▶ _Extract to read_:
....
Low angle view of Skyscrapers in downtown Toronto during the day

Rising interest rates generally benefit banks by improving net interest margins, but the Canadian banks may benefit less than firms in other markets amid higher asset risks, says Fitch Ratings.

In a new report, the rating agency said banks in Canada and Germany are more vulnerable to downside asset risks as rates rise, Fitch said.

“We do not anticipate them benefiting from revenue uplift from the rate environment as much as other countries,” it said.

The potential for Canadian banks to grow margins and revenues is “more limited” than in the U.S. “due to higher pressure to raise deposit rates and reliance on wholesale funding, which is rate-sensitive,” Fitch said.

At the same time, Canadian households are highly leveraged, the report noted.

“Affordability strains arising from higher rates and higher inflation are a key risk for bank asset quality,” it said, noting that 40% of residential mortgage loans were uninsured (as of June 30), and that mortgages account for around 75% of household debt.

However, factors such as stringent mortgage stress tests, low mortgage loan-to-value ratios, and high credit scores are “mitigating credit quality concerns at the largest banks,” Fitch said.

On the corporate side, liquidity ratios “compared favourably to pre-pandemic levels,” it said.
....
(Stored records)
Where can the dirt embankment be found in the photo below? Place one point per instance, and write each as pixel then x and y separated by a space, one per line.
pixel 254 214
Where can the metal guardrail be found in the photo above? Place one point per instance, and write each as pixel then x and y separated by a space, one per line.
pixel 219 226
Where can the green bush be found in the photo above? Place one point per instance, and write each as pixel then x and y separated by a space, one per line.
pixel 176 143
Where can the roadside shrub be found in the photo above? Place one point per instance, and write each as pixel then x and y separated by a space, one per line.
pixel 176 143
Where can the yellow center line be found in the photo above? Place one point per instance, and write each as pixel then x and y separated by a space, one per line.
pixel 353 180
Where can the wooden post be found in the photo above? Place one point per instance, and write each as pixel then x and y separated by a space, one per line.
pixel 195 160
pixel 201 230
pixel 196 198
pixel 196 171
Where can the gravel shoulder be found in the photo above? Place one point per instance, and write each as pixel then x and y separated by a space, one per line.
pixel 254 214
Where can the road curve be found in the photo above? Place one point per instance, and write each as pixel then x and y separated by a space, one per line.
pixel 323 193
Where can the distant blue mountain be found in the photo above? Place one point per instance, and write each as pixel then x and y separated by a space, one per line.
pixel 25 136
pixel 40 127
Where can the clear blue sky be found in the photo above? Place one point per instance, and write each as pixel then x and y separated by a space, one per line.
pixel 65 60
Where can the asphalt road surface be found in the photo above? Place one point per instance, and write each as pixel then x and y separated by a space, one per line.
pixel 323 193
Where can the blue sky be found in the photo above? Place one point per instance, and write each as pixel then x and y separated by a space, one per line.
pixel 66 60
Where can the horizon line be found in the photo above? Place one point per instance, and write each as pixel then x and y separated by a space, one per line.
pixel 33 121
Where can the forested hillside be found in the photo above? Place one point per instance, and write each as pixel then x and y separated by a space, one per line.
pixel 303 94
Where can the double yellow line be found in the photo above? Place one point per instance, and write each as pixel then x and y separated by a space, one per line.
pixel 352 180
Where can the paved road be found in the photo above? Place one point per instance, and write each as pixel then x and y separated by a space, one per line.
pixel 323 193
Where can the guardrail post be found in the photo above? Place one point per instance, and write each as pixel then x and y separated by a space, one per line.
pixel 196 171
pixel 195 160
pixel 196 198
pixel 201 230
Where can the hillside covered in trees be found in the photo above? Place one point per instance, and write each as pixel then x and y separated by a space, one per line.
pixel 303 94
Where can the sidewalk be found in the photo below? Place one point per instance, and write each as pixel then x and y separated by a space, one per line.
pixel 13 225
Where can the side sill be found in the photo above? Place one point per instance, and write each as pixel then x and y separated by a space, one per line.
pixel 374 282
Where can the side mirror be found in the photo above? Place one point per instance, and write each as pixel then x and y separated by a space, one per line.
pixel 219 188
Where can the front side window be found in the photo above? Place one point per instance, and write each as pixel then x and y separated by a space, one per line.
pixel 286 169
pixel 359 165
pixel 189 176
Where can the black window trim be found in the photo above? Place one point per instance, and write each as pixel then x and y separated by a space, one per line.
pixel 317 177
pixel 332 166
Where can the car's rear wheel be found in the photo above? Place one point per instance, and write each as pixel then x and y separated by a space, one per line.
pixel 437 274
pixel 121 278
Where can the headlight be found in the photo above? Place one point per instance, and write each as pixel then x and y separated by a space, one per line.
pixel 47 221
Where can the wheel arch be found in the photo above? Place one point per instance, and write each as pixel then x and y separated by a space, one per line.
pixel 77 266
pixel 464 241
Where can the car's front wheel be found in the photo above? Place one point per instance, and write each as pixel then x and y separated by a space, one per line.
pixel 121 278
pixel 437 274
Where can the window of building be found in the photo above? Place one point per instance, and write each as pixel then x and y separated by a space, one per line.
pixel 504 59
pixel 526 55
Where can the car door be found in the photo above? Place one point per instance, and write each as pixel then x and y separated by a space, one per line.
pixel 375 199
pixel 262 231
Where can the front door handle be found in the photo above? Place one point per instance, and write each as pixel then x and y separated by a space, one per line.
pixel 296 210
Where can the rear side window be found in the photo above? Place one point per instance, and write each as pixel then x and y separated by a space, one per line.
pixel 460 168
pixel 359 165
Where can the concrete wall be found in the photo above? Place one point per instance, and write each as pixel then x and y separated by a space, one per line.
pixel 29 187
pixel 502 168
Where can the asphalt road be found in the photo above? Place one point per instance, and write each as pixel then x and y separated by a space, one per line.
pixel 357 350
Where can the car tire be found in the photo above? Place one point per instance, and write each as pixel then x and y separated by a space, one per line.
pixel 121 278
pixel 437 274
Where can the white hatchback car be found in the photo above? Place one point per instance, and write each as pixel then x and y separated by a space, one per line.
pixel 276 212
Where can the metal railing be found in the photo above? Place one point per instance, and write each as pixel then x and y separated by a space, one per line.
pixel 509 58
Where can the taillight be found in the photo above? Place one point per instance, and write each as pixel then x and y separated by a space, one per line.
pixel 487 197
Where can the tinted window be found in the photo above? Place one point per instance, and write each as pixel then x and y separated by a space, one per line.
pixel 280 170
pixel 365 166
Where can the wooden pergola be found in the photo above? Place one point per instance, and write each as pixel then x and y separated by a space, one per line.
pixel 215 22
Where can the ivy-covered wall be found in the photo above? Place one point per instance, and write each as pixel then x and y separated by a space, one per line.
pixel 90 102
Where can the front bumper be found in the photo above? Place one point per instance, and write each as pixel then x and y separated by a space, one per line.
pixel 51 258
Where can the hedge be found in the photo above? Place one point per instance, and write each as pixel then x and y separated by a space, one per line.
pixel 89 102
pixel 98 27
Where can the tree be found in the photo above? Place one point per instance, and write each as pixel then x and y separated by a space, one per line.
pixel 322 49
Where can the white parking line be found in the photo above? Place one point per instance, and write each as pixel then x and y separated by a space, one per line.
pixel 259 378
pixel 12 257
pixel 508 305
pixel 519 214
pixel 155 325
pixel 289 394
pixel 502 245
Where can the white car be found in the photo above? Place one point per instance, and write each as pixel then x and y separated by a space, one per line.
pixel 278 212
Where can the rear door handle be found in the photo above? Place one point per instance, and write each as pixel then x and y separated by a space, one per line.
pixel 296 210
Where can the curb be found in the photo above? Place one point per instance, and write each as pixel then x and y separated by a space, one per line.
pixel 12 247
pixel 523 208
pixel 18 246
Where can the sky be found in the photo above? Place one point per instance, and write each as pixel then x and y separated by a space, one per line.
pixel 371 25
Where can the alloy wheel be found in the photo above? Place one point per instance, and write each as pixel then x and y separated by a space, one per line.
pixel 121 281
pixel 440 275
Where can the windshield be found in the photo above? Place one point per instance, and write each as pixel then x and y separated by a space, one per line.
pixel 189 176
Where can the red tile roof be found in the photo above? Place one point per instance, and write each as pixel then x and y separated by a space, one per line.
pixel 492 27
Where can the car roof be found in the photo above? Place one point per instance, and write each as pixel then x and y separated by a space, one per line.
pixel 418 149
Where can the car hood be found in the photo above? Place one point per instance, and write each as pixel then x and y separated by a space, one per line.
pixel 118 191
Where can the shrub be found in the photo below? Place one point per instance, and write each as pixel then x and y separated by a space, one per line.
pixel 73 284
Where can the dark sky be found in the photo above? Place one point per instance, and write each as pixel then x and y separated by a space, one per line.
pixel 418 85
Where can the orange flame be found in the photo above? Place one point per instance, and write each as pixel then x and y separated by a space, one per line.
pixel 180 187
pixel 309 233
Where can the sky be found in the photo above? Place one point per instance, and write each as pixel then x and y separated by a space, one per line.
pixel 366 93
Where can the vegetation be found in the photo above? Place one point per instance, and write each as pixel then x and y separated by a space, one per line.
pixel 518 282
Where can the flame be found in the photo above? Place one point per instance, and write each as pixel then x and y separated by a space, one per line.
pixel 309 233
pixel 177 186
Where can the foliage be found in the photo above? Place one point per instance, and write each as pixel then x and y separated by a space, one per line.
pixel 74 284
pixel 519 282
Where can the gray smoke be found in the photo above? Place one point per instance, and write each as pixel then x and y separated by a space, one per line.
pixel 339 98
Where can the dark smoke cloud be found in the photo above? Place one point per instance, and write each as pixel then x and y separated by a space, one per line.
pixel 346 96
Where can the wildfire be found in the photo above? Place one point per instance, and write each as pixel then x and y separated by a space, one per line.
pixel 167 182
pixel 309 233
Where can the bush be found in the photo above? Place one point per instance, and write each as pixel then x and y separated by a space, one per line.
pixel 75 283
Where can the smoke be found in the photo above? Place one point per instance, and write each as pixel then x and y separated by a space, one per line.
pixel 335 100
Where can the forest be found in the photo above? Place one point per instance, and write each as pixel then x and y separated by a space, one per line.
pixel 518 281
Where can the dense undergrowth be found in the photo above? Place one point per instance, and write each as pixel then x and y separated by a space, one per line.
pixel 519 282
....
▶ _Problem to work on_: Can you copy the article on Canadian banks and rising rates word for word, starting at "Rising interest rates" and ending at "the report noted."?

▶ _Exercise response_:
Rising interest rates generally benefit banks by improving net interest margins, but the Canadian banks may benefit less than firms in other markets amid higher asset risks, says Fitch Ratings.

In a new report, the rating agency said banks in Canada and Germany are more vulnerable to downside asset risks as rates rise, Fitch said.

“We do not anticipate them benefiting from revenue uplift from the rate environment as much as other countries,” it said.

The potential for Canadian banks to grow margins and revenues is “more limited” than in the U.S. “due to higher pressure to raise deposit rates and reliance on wholesale funding, which is rate-sensitive,” Fitch said.

At the same time, Canadian households are highly leveraged, the report noted.